■ **Excerpted text**
%%
Get some articles published, go to some conferences, get a new job with a new title somewhere else, laugh on your way out.
> Do you think that the social climbers who approved these obviously crappy projects learned anything?
Just the framing of this question makes it seem like you simply don't like people in management / decision-makers, and you want something bad to happen to them. Maybe that's wrong, hopefully it is, but the rest of the comment doesn't do much to dissuade me of that impression either.
Cutting down anyone who gets a promotion or finds success is a culture in itself (see Tall Poppies Syndrome for example). Factual accuracy is not a concern, they only want to be angry at people in higher positions.
I don't think it's that managers or decision makers are bad, I think moreso it's that, for most companies, the criteria for promotion are absolutely busted. And, it creates a culture of self-preservation, which affects ICs, too.
What I mean is that people are selected for leadership based not off of their leadership ability, but rather their political ability and ambition. The reason we see increasingly delusionally confident people as we climb the corporate ladder is because the people promoting them are forced to make their decisions based off of small, distilled data.
So, basically, bullshitters rise to the top. It only makes sense given the constraints of the system. Metrics help, sure, but firstly those arent use too much for management promotions. And secondly, they can be gamed, and often are.
%%
(Data records)
%%
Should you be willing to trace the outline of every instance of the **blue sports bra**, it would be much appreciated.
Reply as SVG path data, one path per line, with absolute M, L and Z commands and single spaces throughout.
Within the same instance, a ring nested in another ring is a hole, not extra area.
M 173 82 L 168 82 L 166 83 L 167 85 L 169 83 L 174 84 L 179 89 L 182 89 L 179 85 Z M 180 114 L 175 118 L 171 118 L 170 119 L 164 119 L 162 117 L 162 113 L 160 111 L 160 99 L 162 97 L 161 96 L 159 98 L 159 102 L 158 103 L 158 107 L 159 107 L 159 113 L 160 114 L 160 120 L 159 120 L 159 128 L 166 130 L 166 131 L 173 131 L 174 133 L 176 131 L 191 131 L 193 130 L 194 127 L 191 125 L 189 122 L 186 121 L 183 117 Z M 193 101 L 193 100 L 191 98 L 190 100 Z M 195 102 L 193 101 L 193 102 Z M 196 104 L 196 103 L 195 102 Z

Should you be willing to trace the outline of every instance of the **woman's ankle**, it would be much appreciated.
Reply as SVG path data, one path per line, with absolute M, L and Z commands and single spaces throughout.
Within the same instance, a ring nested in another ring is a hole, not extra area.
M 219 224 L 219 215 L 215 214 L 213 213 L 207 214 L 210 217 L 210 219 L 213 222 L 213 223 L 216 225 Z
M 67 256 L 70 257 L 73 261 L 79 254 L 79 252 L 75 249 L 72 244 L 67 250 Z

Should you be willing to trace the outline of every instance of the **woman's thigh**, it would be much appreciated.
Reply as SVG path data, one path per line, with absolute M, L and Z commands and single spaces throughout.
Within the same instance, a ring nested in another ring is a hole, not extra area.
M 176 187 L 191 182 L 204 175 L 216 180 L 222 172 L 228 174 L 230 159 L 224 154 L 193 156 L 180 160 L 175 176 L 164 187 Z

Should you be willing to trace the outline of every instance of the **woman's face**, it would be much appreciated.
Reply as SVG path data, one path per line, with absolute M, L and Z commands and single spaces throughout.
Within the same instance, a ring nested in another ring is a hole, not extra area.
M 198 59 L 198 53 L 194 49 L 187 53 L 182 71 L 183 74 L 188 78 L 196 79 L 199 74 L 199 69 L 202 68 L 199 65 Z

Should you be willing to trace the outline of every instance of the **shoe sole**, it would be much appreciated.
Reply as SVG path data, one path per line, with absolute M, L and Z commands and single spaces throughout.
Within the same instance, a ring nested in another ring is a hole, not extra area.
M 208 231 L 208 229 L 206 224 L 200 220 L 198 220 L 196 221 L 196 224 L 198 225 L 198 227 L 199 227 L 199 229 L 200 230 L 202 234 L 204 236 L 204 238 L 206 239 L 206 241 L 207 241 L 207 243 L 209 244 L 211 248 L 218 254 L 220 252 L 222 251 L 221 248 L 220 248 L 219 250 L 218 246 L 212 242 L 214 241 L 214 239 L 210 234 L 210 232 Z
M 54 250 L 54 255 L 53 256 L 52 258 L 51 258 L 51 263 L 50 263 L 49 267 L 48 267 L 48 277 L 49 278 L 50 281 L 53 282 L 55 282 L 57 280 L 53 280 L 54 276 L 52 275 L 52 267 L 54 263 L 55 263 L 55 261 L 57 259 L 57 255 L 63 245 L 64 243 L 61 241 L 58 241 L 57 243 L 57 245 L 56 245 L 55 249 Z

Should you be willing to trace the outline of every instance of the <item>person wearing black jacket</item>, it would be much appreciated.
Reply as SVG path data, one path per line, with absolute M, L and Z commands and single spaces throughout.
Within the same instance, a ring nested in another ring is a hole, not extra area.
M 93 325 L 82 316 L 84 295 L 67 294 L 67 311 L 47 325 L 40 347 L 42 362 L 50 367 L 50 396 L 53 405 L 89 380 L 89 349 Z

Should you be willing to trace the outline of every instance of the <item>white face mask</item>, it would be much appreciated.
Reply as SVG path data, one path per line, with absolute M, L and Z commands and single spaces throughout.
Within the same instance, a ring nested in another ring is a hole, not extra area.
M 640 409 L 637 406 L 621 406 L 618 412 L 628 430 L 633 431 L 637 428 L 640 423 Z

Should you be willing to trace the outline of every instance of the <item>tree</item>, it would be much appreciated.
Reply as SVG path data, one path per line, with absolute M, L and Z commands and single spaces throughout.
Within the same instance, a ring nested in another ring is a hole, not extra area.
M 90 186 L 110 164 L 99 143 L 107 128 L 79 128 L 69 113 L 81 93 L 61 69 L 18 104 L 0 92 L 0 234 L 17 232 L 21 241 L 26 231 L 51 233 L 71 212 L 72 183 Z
%%
■ **Directions**
a. Answer these about the promotion thread:
(i) What syndrome is given as an example of the culture of cutting down anyone who finds success?
(ii) Instead of leadership ability, what are people selected for leadership based on?
(iii) What two problems with metrics for management promotions are named?
b. Carry on the promotion thread from its last sentence.

■ **Answers provided**
a.
(i) Tall Poppies Syndrome.
(ii) Their political ability and ambition.
(iii) They aren't used much for management promotions, and they can be gamed (and often are).

b.
At the very tippy top you have c-suite, who are often so delusionally confident it borders on psychosis. After a certain point it just becomes lying, but the truth is that people like to hear good things. We just can't help it.
And, for self-preservation: most companies have an absolutely rotten, toxic, and even evil culture. For most companies, the majority of employees are focused on self-preservation. And nobody will say that out loud!
But when managers get into that self preservation mindset, it can get really ugly. It becomes lying, organization sabotage, fudging documents, in-fighting, etc to try to stay afloat. Especially as the organization appears to be less stable.
Something bad to happen to "them"? There's no diaphanous them, just the specific social climbing crap decision makers facing no consequences of any type.
I have worked with many hard working and caring managers, and they are generally eclipsed by said social climbers presenting at conferences every other week about know-nothing topics jumping from place to place leaving bankrupt companies and massive layoffs in their wake.
Are we reading the same comment? GP clearly separated the "caring managers" from the "LinkedIn corposlop ladder climbers", and even explicitly stated the issue with the latter is that they are usurping the former in moving up the ranks of the corporate hierarchy.
This isn't unique to GP either, it's not exactly uncommon nowadays for people to hate the corpo-techbro MBA LinkedIn archetype.
I was imagining it, as the people who are the ghostly images of the "them" out "there" that are often referred to when people are generally upset at authority or the system, that's not what I was trying to talk about.
I'd say the pirates had it right and keel hauling is the way to go.
It probably was an unnecessary redesign that could have been avoided, but hey: at least it worked, and eight million dollars is not a huge amount for Uber.
Birmingham spent almost £150m for a system that didn't work at all:
If you've designed a system in house for your accounting, it works, makes neither financial nor software errors, is accepted by the users, and got away with it costing a relatively small fraction of your turnover? That's a big win.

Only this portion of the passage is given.